→ **Goals**:
**A)** Answer these questions about the comment thread on guitar tone, one answer per line:
(i) Which compressor pedal does the first comment say beats the Boss CS-3?
(ii) Which amp does Rene use?
(iii) Which booster pedal was Brad Paisley seen using?
**B)** Carry on the comment thread on guitar tone from where it stops.

Agreed, Caleb. My Keeley Compressor kicks the crap out of my Boss CS-3. It's not even a comparison. I'd like to have my BD-2 modded by Keeley, but I've got a pretty good range of drives, so it works out well. The Fulltone OCD is pretty sweet too. :)

Hey Kenny, youve got a real cool page here, real interesting. I was just wondering if you are familiar with Waylon Jennings sound. Aside from using a Fender Twin & Small Stone phase shifter and being Waylon Jennings, do you know of any other effects or tricks he used to get his sound? Thanks a lot, Darcy

Darcy,

Thanks for posting. Unfortunately, I'm not terribly familiar with Waylon Jennings' sound, specifically. I'm familiar with who he is, but I've never dug into his sound. The fact that you are hip to his use of the Small Stone puts you ahead of me on the topic. I'm sorry I can't offer any help.

I do, wish, however, that I had the money and access to get a hold of one of those Jennings Telecasters with the white leather. Those are soooooo cool: http://www.jetenginesound.com/way1.jpg

Hi Kenny,

you got an interesting page. Also i've got some problems finding the right countrysound. I've been tweaking endlessly. I'm using a Fender Tele, about the same pedals as you use and a Fender HotRod Deluxe, now i'm wondering that perhaps i might use the wrong amp, because the sound with the bridge-pickup is never twangy-clean, always too bit muddy or too sharp.It looks if there is no inbetween

What do you think? Thanks for any good news

(For info: i've spoken to a guitarplayer who was on stage the same time as Brad Paisley and saw him use also a Xotic RC Booster).

Rene,

Thanks for contributing. I love hearing from other people on what they are using and trying.

As for the Hot Rod, I have a friend who has one and it's a GREAT amp, but it's a little too warm for my tastes for country. That's not to say that you can't make it work, but you're going to want to try to dial down the drive and dial up the treble as much as you can without it getting shrill.

→ **Data**:
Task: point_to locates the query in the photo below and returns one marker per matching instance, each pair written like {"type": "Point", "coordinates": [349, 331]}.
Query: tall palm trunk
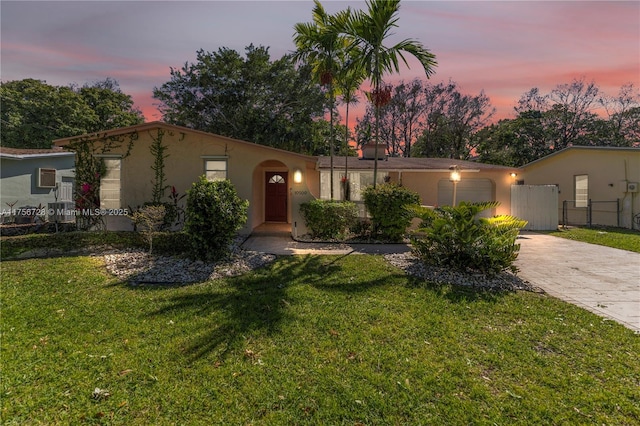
{"type": "Point", "coordinates": [331, 135]}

→ **Results for each task**:
**A)**
(i) The Keeley Compressor
(ii) A Fender HotRod Deluxe
(iii) A Xotic RC Booster

**B)**
If the Hot Rod has a presence knob (I can't remember if it does), then you should try playing with that to add some sparkle. You might also want to try slapping a Boss EQ pedal (GE-7) in the mix to brighten it up.

Also, I've heard about people replacing the tubes and the speaker in the Hot Rod to get different sounds. For $100 in tubes or speaker, you could drastically clean up that sound if you don't want to buy another amp.

Mostly, don't think that you didn't buy a good amp. That Hot Rod (any of their incarnations) is a sweet amp and I'm sure you can get a good sound out of it with some tweaking.

Good luck and let me know what you try and how it turns out.

Kenny

not that it helps much but for humbucker equipped guitars i think its good to raise the bridge pickup really close to the strings to make the guitar sound hotter and a lil bit more twangy... my gibson sg (humbuckers) can almost sound similar tele... but i also have a knockoff les paul that i dont think has hot enough pickups, just cant get twang out of it... im using a crate gx130c as an amp and a boss dd3, boss ds2... and a wah pedal all stepped the way up adds for an interesting effect on most country licks...

I enjoyed this article and found it informative, however I think you should tell your readers that there are TWO models of the Ernie Ball VP Jr. The 6180 is for passive instruments, and the 6181 is for active instruments. After reading this sentence:

"I use the Ernie Ball VP Jr., which works great for passive instruments..."

I was not aware of this and I ordered the wrong pedal.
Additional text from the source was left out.